## WHAT YOU WILL DO
Write down nothing except how many lines in the entries contain "gray".
[DATA TO PROCESS Boundary: Start]
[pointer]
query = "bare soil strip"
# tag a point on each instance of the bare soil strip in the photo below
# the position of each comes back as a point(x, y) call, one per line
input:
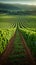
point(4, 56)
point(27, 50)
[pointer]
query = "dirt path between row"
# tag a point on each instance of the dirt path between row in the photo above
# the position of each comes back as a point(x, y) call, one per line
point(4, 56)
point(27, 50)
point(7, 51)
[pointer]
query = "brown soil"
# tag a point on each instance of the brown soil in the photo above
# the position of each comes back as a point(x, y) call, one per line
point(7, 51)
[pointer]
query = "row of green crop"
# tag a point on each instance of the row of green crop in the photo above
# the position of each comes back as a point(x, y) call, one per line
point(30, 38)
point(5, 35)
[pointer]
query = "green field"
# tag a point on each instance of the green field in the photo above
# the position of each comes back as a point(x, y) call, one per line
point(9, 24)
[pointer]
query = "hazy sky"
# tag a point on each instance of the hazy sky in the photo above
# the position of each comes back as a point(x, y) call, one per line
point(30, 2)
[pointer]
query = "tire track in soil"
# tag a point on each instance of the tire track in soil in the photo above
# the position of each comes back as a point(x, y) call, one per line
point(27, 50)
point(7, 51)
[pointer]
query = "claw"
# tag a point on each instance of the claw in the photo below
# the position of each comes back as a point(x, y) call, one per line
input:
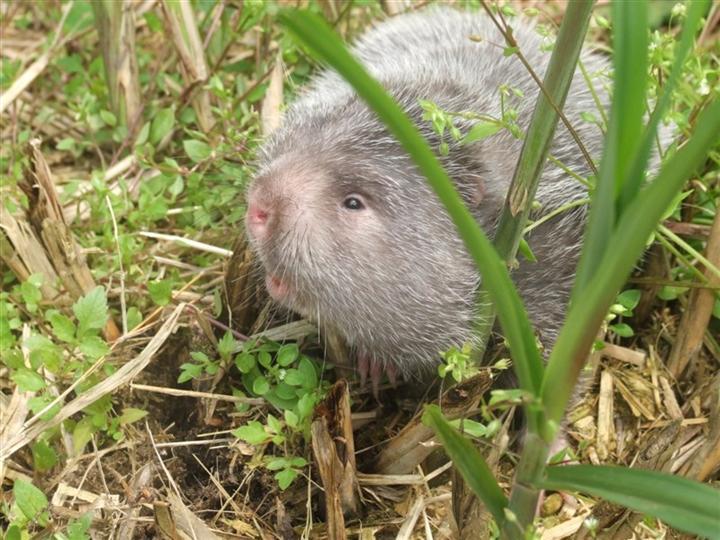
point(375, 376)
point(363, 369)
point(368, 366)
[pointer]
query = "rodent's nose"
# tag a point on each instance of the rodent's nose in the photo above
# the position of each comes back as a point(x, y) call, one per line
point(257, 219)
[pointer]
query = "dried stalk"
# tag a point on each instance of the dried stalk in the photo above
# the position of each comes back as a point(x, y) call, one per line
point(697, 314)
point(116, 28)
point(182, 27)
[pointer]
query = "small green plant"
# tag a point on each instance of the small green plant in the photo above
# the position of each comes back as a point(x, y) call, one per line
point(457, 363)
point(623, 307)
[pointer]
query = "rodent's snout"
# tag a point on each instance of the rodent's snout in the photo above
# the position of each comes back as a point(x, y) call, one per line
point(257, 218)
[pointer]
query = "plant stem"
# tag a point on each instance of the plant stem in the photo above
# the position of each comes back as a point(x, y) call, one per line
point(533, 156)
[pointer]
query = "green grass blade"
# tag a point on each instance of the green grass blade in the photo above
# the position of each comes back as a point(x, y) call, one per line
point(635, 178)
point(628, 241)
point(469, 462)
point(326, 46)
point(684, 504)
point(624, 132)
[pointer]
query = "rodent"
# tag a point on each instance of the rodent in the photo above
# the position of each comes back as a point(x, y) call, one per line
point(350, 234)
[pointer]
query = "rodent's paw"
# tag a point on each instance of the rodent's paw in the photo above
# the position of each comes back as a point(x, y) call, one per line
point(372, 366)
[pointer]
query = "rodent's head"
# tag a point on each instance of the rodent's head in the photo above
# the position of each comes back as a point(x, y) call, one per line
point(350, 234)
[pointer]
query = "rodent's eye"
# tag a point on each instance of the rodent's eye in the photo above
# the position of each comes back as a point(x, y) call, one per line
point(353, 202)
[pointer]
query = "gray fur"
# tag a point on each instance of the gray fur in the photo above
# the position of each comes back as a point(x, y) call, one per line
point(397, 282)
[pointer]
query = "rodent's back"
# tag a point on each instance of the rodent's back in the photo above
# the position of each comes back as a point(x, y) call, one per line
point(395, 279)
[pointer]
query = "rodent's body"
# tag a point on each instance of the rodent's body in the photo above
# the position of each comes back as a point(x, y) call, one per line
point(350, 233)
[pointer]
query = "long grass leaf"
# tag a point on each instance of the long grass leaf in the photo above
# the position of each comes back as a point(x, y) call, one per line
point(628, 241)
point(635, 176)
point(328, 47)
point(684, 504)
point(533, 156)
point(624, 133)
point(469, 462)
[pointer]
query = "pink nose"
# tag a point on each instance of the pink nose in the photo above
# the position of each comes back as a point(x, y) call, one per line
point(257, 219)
[DATA TO PROCESS Boundary: End]
[DATA TO PROCESS Boundary: Start]
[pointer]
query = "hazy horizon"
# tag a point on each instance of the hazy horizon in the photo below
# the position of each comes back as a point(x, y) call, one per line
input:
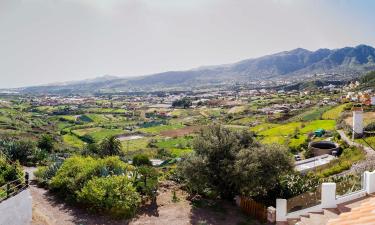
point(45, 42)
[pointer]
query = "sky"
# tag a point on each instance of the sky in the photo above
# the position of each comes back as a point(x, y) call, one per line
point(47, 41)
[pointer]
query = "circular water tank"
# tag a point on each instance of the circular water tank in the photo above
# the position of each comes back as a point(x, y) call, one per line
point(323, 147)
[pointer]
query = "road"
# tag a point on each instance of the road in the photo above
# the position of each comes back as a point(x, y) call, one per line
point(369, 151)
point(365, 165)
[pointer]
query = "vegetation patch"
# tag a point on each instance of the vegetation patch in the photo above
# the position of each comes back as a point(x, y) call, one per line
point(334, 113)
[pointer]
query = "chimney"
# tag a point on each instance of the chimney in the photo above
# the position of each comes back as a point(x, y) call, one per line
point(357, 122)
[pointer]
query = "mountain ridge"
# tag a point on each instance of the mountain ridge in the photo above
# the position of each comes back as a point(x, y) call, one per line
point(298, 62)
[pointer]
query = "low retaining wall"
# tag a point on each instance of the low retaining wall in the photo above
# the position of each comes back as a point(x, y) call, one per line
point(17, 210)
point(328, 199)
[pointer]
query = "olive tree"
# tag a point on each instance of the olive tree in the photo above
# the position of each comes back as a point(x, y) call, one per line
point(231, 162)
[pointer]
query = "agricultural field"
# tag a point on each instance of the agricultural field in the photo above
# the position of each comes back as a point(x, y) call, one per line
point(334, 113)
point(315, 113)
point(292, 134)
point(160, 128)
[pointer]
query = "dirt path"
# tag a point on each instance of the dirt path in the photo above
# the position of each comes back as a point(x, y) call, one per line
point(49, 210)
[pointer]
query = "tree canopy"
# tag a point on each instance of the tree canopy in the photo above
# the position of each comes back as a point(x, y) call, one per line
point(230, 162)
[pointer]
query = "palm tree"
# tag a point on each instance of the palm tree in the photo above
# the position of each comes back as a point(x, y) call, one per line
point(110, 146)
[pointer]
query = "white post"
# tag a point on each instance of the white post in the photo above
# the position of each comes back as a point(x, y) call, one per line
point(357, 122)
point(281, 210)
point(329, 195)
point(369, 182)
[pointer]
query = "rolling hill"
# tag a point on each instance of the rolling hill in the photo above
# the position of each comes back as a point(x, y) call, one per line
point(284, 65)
[DATA TO PROCESS Boundary: End]
## ANSWER AREA
2